§ Problem 1:
Answer these questions using the excerpt about 1989, one line each:
(a) In which cities did the writer stand in the crowds?
(b) How many people copied the key-shaking action in Prague?
(c) According to the excerpt, what actually gave 1989 a claim to be a revolution?
**** Excerpted text
So, in a classic Rankean advance of historical scholarship, we know more than we did at the time about these traditionally documented areas of high politics. By contrast, we have learned little new about the causes and social dynamics of the mass, popular actions that actually gave 1989 a claim to be a revolution, or chain of revolutions.

I spent many hours of my life standing in those crowds, in Warsaw, Budapest, Berlin, and Prague; their behavior was both inspiring and mysterious. What had moved these individual men and women to come out on the streets, especially in the early days, when it was not self-evidently safe to do so? What swayed them as a crowd? Who, in Prague, was the first to take a key ring out of his or her pocket, hold the keys aloft, and shake them—an action that, copied by 300,000 people, produced the most amazing sound, like massed Chinese bells?
********
**** Dataset rows
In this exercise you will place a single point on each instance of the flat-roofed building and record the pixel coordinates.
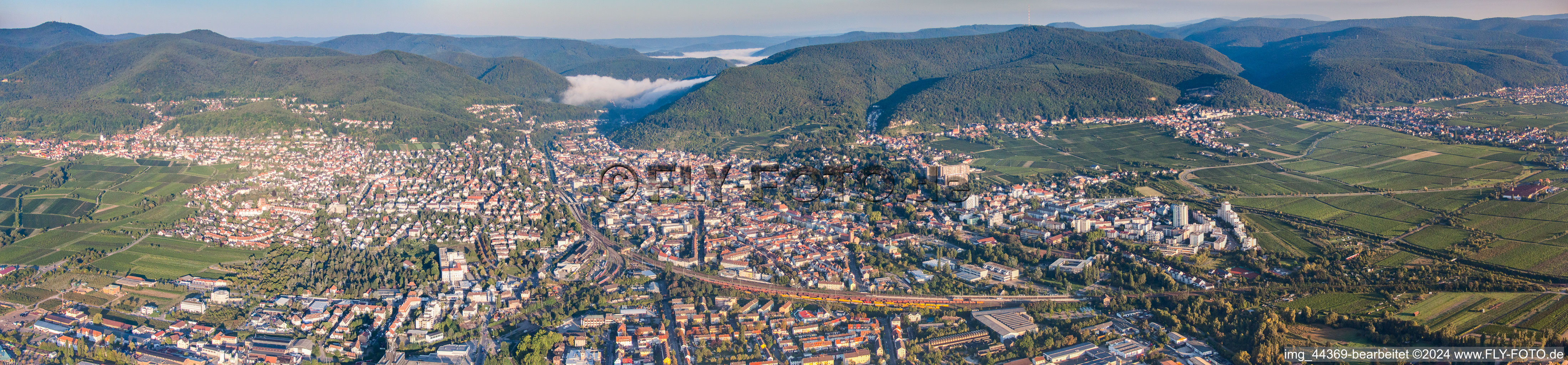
(948, 342)
(1070, 351)
(1007, 322)
(1072, 265)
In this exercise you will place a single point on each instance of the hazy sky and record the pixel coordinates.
(686, 18)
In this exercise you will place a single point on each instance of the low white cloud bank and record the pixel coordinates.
(623, 93)
(741, 57)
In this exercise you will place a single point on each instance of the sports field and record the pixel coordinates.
(162, 257)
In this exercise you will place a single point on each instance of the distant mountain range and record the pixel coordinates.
(857, 37)
(854, 81)
(692, 45)
(568, 57)
(93, 85)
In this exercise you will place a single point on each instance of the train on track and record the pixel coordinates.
(891, 300)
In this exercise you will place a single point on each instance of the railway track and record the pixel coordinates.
(615, 257)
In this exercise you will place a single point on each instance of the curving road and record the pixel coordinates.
(1186, 175)
(598, 240)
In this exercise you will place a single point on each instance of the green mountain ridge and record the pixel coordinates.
(1365, 65)
(951, 79)
(568, 57)
(857, 37)
(391, 85)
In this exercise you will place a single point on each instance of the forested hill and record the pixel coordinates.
(857, 37)
(1018, 74)
(56, 34)
(74, 82)
(568, 57)
(1365, 65)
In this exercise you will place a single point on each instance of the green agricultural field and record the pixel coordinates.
(1456, 102)
(170, 178)
(1551, 319)
(164, 214)
(1526, 256)
(1286, 135)
(1172, 189)
(52, 239)
(1451, 200)
(15, 255)
(106, 160)
(1437, 237)
(1390, 160)
(57, 206)
(159, 257)
(1266, 181)
(95, 176)
(1398, 259)
(1277, 237)
(27, 295)
(1451, 306)
(30, 160)
(1507, 115)
(19, 170)
(1341, 303)
(1373, 214)
(45, 221)
(65, 279)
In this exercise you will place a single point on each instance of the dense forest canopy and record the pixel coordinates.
(1025, 73)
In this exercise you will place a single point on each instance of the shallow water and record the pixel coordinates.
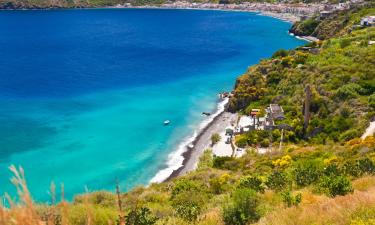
(84, 93)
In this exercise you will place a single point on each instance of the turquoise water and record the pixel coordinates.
(84, 93)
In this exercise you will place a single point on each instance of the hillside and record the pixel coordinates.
(41, 4)
(322, 174)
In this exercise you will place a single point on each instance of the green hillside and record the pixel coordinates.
(322, 174)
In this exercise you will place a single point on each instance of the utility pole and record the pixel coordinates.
(306, 113)
(119, 202)
(281, 139)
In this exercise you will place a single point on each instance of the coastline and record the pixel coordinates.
(185, 158)
(286, 12)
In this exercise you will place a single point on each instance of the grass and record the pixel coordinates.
(339, 211)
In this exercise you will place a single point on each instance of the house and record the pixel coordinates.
(368, 21)
(276, 112)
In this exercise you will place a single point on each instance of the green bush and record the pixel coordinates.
(215, 138)
(359, 167)
(141, 216)
(265, 143)
(252, 182)
(242, 208)
(277, 181)
(307, 172)
(290, 200)
(184, 185)
(224, 162)
(335, 185)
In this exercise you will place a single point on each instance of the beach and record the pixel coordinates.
(203, 142)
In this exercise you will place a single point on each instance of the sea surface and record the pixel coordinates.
(84, 93)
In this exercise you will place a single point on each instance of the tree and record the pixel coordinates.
(215, 138)
(140, 216)
(242, 209)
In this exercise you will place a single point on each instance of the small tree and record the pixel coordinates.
(277, 181)
(335, 185)
(242, 209)
(251, 182)
(291, 200)
(215, 138)
(140, 216)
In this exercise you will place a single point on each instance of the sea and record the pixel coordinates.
(84, 92)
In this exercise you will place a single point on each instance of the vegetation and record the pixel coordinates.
(215, 138)
(323, 174)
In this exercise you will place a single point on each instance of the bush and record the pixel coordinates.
(277, 181)
(188, 205)
(252, 182)
(224, 162)
(219, 184)
(359, 167)
(290, 200)
(242, 209)
(241, 141)
(215, 138)
(307, 172)
(335, 185)
(184, 185)
(141, 216)
(280, 53)
(265, 143)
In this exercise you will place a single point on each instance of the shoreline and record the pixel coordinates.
(179, 159)
(286, 12)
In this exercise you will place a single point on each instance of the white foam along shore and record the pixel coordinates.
(178, 163)
(176, 158)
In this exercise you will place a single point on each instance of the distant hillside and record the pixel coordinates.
(323, 173)
(340, 73)
(335, 24)
(35, 4)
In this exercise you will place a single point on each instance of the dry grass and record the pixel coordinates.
(339, 210)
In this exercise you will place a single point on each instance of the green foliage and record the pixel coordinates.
(252, 182)
(280, 53)
(206, 160)
(277, 181)
(357, 168)
(188, 205)
(335, 185)
(225, 162)
(307, 172)
(291, 200)
(242, 208)
(215, 138)
(140, 216)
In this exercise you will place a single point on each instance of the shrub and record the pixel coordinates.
(219, 184)
(277, 181)
(188, 205)
(307, 172)
(290, 200)
(215, 138)
(242, 209)
(224, 162)
(348, 91)
(241, 141)
(335, 185)
(359, 167)
(265, 143)
(141, 216)
(184, 185)
(252, 182)
(280, 53)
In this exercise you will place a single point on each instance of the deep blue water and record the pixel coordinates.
(84, 93)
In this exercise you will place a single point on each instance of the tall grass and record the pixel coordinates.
(339, 211)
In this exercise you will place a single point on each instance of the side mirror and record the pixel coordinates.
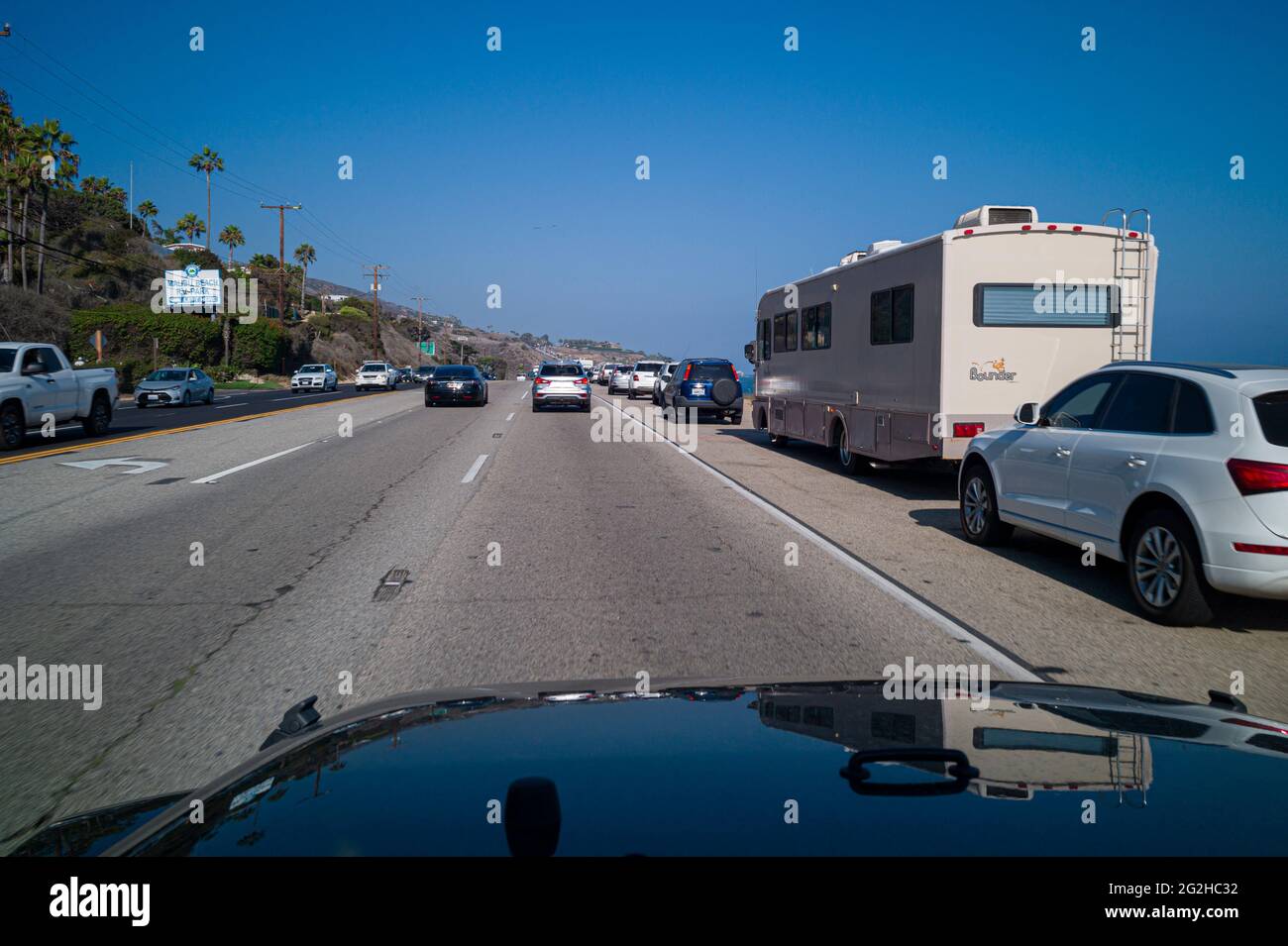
(1026, 413)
********
§ Problem 2: Copy out the rows from the line containing "mirror and record the pixel coordinates." through the final line of the rows, including both ends. Leave out the pictures.

§ Solution 1:
(a) Warsaw, Budapest, Berlin, and Prague
(b) 300,000 people
(c) The mass, popular actions

§ Solution 2:
In this exercise you will place a single point on each instance of the side mirror and record the pixel coordinates.
(1026, 413)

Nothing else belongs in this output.